■ Given instruction A ■
Pick out every line in the records below that contains the string "tree", treating uppercase and lowercase as different.
#### Passage shown
A friend made an obscure reference to the show one evening, and set about trying to locate an episode on the Internet. The show wasn't included in Amazon (Nasdaq: AMZN  ) Prime, the company's shipping and streaming club, of which she's a member. So she tried to buy it. When she ran into difficulties, I turned to Apple (Nasdaq: AAPL  ) iTunes and also attempted to download the show.

What resulted was a tortoise and the hare race to the finish. Who won says a lot about the future of streaming.

Something for nothing?
Gilmore Girls ran from 2000-2007 and landed places on Entertainment Weekly's "New TV Classics" list and TIME magazine's "100 Best TV Shows of All Time." In other words, not an obscure show, and not predigital. I expected locating it to be fairly easy.

As my friend logged into her computer and I into mine, I thought, "Surely this is free somewhere." After all, most of the major players announced new content deals this weekend, including Hulu, owned by Comcast's (Nasdaq: CMCSA  ) NBC, News Corp.'s (Nasdaq: NWS  ) Fox channel, Walt Disney's (NYSE: DIS  ) ABC, a private equity firm, and the Hulu team, which announced a new deal with the CW channel; Google's (Nasdaq: GOOG  ) YouTube, which has secured content deals for exclusive celebrity and branded content; and Netflix, which announced it had renewed its current deal for ABC, ABC Family, and the Disney Channel. Amazon also announced a licensing agreement for ABC, ABC Family, and the Disney Channel, as well as Marvel comics.

But neither Hulu nor YouTube carries the show, nor did my friend's paid subscription to Amazon Prime. We ruled out Netflix (Nasdaq: NFLX  ) immediately. I canceled my membership recently, but even if I hadn't, it wouldn't have mattered. The Red Envelope doesn't offer Gilmore Girls via streaming. (Foolish colleague Robert Eberhard says the lack of streaming Gilmore Girls is why he canceled his Netflix account, but I suspect he was kidding.)
########
#### Supplied records
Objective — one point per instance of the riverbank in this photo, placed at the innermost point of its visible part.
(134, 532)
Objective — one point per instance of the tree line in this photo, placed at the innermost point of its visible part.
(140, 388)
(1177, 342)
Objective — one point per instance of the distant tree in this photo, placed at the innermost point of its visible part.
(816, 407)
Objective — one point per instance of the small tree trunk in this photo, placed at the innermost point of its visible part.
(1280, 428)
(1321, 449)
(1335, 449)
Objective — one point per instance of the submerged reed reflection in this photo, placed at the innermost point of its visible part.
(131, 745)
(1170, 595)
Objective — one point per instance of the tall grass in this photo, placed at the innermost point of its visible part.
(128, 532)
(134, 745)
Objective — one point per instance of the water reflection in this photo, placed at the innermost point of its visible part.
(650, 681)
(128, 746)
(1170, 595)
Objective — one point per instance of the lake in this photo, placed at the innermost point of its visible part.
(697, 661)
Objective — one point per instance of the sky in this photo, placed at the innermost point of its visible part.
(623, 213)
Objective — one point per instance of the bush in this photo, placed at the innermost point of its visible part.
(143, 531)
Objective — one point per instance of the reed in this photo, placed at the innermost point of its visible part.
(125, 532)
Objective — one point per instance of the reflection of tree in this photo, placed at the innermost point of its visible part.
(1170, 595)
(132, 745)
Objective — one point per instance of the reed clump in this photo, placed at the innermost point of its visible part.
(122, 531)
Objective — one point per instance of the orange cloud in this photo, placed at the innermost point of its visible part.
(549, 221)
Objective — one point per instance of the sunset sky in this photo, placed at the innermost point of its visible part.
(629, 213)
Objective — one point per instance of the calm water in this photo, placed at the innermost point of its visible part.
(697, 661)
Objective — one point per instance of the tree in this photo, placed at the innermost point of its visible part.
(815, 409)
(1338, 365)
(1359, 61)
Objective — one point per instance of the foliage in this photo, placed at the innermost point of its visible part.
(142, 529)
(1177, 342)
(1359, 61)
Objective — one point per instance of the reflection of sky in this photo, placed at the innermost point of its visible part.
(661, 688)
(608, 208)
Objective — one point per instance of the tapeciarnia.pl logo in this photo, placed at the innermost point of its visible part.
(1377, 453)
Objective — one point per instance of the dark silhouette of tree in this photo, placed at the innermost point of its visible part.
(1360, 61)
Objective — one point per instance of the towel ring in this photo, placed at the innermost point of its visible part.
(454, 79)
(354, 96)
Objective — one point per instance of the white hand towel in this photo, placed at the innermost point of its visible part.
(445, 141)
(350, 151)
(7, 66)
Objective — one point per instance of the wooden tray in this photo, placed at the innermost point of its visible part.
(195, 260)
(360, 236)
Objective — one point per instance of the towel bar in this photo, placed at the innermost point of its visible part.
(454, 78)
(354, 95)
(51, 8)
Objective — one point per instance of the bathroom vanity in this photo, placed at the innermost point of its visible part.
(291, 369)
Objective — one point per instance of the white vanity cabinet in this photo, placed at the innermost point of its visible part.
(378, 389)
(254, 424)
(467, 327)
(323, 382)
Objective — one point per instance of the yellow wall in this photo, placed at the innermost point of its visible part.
########
■ Given instruction B ■
Reproduce word for word the part of the passage on streaming Gilmore Girls starting at "But neither Hulu" and ending at "he was kidding.)".

■ Correct response A ■
Objective — one point per instance of the tree line in this photo, placed at the innermost point of its visible part.
Objective — one point per instance of the distant tree in this photo, placed at the innermost point of its visible part.
Objective — one point per instance of the small tree trunk in this photo, placed at the innermost point of its visible part.
Objective — one point per instance of the reflection of tree in this photo, placed at the innermost point of its visible part.
Objective — one point per instance of the tree in this photo, placed at the innermost point of its visible part.
Objective — one point per instance of the dark silhouette of tree in this photo, placed at the innermost point of its visible part.

■ Correct response B ■
But neither Hulu nor YouTube carries the show, nor did my friend's paid subscription to Amazon Prime. We ruled out Netflix (Nasdaq: NFLX  ) immediately. I canceled my membership recently, but even if I hadn't, it wouldn't have mattered. The Red Envelope doesn't offer Gilmore Girls via streaming. (Foolish colleague Robert Eberhard says the lack of streaming Gilmore Girls is why he canceled his Netflix account, but I suspect he was kidding.)